Source passage:
---------------

Bits make up ephemeral things, such as the packets of information that carried this column from Silicon Valley to The Independent's offices in London.

Atoms make up solid, dense things, such as rocks and government committees .

Atoms are good, from my particular viewpoint, when they are part of nifty things like godchildren or ice cream or good Pinot Noir; they're bad when they're part of things that I'm not so fond of, such as things that hurt.

A lot of attention has been paid recently to bunches of collectively hurtful atoms: the atoms in a freight train, the atoms in a pillar in a traffic tunnel in Paris, the atoms in molecules of alcohol in a French chauffeur's blood.

Bits can hurt, too.

Many observers saw a clear connection between the aggressive attention of the paparazzi and the death of Diana, Princess of Wales. Those intrusive, sometimes embarrassing images often travelled as bits over networks to newspapers and broadcasters, as did the big paychecks that had encouraged the ceaseless stalking.

---------------

Problem to work on: Copy out the passage on bits and atoms, everything from "Bits make up" down to "offices in London.", but change "ephemeral" to "fleeting". The lines that come next have no connection to the passage on bits and atoms.

---------------

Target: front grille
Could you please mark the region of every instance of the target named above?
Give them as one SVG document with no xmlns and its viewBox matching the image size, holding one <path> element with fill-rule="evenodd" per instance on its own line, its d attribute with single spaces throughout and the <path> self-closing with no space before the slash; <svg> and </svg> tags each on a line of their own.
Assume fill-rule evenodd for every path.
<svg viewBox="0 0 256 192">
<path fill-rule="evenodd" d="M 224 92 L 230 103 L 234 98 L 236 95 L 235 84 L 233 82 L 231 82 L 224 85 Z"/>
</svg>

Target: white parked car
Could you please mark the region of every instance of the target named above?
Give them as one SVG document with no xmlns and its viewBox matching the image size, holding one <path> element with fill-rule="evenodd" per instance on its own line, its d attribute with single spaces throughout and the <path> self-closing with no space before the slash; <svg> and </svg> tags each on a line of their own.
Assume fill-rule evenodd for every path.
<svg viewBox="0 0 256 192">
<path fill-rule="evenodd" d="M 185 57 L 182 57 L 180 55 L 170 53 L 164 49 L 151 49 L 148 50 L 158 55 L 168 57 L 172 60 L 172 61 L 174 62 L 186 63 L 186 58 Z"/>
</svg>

---------------

Response:
Bits make up fleeting things, such as the packets of information that carried this column from Silicon Valley to The Independent's offices in London.